• Supplied text
--- begin ---

Using new analysis techniques on data from the NASA/ESA Hubble Space Telescope and the Wide Field Camera 3 (WFC3), a team of researchers led by University College London (UCL) examined the atmosphere of 55 Cancri e.

SEE ALSO: “Impossible” Compounds Found on Super, Earth-like Planets

“This is a very exciting result because it's the first time that we have been able to find the spectral fingerprints that show the gases present in the atmosphere of a super-Earth,” said Angelos Tsiaras, a PhD student at UCL, who developed the analysis technique along with colleagues Dr. Ingo Waldmann and Marco Rocchetto in a press release.  

“Our analysis of 55 Cancri e's atmosphere suggests that the planet has managed to cling on to a significant amount of hydrogen and helium from the nebula from which it formed,” Tsiaras continued.

--- end ---

• Written instruction 1
In the 55 Cancri e passage, who developed the analysis technique with Angelos Tsiaras?
• Written instruction 2
Decide whether each statement agrees with the 55 Cancri e passage, answering yes or no and quoting the words that settle it: (a) The research team was led by University College London. (b) Angelos Tsiaras is a professor at UCL. (c) The analysis suggests the planet lost nearly all of its hydrogen and helium.
• Written instruction 3
Pick up the 55 Cancri e passage after its last sentence and keep writing.

• Extracted data

--- begin ---

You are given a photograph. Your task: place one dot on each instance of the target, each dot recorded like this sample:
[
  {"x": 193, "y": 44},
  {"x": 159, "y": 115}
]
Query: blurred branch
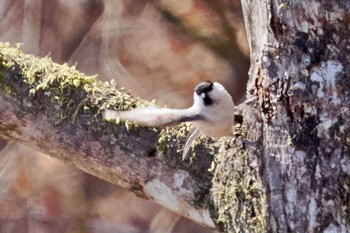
[{"x": 55, "y": 109}]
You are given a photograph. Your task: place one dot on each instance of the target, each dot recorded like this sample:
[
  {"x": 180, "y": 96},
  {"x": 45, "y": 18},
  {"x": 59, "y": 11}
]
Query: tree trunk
[
  {"x": 286, "y": 169},
  {"x": 296, "y": 176}
]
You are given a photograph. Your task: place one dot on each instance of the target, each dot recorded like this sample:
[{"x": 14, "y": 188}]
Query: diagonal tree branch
[{"x": 57, "y": 110}]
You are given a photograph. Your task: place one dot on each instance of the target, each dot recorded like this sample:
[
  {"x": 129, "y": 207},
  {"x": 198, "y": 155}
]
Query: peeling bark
[
  {"x": 285, "y": 169},
  {"x": 300, "y": 73}
]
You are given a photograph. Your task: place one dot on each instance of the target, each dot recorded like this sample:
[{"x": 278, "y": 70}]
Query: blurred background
[{"x": 157, "y": 49}]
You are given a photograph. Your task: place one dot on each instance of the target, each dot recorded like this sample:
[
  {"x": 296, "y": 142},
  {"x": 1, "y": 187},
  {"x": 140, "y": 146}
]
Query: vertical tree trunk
[{"x": 294, "y": 173}]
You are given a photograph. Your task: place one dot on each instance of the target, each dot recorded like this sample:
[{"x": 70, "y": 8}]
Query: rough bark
[
  {"x": 286, "y": 169},
  {"x": 299, "y": 71},
  {"x": 57, "y": 110}
]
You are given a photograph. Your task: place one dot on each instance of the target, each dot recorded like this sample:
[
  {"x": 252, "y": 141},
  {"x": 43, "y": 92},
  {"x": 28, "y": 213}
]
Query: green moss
[
  {"x": 58, "y": 89},
  {"x": 238, "y": 192}
]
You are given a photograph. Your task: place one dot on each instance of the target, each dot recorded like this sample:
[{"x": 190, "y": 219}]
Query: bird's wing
[
  {"x": 192, "y": 135},
  {"x": 153, "y": 116}
]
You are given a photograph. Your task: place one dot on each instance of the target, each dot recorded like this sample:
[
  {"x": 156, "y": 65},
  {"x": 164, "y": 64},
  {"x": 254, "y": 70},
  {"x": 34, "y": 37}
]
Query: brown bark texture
[
  {"x": 57, "y": 110},
  {"x": 285, "y": 169},
  {"x": 300, "y": 73}
]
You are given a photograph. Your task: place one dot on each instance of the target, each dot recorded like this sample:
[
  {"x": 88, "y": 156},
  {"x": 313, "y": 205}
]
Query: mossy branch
[{"x": 57, "y": 110}]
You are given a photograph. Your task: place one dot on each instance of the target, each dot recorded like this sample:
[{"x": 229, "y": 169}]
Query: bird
[{"x": 212, "y": 114}]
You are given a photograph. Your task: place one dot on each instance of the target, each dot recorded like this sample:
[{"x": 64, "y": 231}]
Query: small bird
[{"x": 212, "y": 114}]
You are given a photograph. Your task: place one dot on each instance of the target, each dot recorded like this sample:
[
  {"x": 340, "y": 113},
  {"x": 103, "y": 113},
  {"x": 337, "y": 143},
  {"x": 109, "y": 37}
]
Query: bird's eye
[
  {"x": 204, "y": 87},
  {"x": 206, "y": 99}
]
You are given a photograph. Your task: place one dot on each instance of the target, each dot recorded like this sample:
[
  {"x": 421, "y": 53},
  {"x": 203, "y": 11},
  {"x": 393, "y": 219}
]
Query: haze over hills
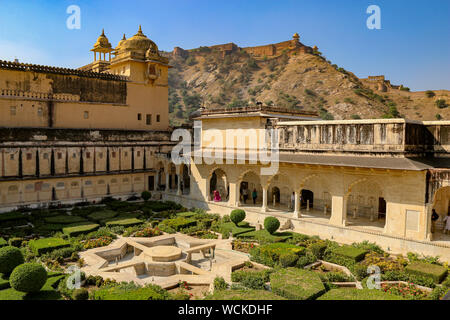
[{"x": 289, "y": 75}]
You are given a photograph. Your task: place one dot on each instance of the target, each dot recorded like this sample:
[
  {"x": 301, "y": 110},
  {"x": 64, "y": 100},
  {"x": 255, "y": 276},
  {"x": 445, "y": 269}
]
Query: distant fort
[{"x": 270, "y": 50}]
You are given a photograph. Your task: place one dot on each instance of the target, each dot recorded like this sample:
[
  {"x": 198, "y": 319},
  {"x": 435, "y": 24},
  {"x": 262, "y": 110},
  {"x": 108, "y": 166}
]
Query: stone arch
[
  {"x": 185, "y": 176},
  {"x": 364, "y": 197},
  {"x": 249, "y": 181},
  {"x": 218, "y": 181},
  {"x": 441, "y": 203},
  {"x": 283, "y": 185}
]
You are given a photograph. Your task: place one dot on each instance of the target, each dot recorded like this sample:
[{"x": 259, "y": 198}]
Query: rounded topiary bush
[
  {"x": 80, "y": 294},
  {"x": 271, "y": 224},
  {"x": 288, "y": 260},
  {"x": 28, "y": 277},
  {"x": 146, "y": 195},
  {"x": 237, "y": 215},
  {"x": 10, "y": 257}
]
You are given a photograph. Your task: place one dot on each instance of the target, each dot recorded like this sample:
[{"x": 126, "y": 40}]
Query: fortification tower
[{"x": 103, "y": 48}]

--- end ---

• Exercise answer 1
Dr. Ingo Waldmann and Marco Rocchetto.

• Exercise answer 2
(a) Yes: "a team of researchers led by University College London (UCL)"
(b) No: "a PhD student at UCL"
(c) No: "the planet has managed to cling on to a significant amount of hydrogen and helium"

• Exercise answer 3
WFC3 works by very quickly scanning across the star to create a number of spectra, allowing the researchers to retrieve spectral fingerprints of 55 Cancri e.  It was also used to probe the atmosphere of two other super-Earths, but no spectral features were found in those studies.

“This result gives a first insight into the atmosphere of a super-Earth. We now have clues as to what the planet is currently like, how it might have formed and evolved, and this has important implications for 55 Cancri e and other super-Earths,” said Professor Giovanna Tinetti, also from UCL.

Interestingly, their results also showed a signature for hydrogen cyanide — a marker for a carbon-rich atmosphere.  “Such an amount of hydrogen cyanide would indicate an atmosphere with a very high ratio of carbon to oxygen,” said Dr Olivia Venot, KU Leuven, Belgium.

“If the presence of hydrogen cyanide and other molecules is confirmed in a few years time by the next generation of infrared telescopes, it would support the theory that this planet is indeed carbon rich and a very exotic place,” said Professor Jonathan Tennyson of UCL.  “Although, hydrogen cyanide or prussic acid is highly poisonous, so it is perhaps not a planet I would like to live on!”

Me neither!

Hopefully the researchers can use these techniques to learn about the atmospheres of the many other Super-Earths hanging out in our galaxy.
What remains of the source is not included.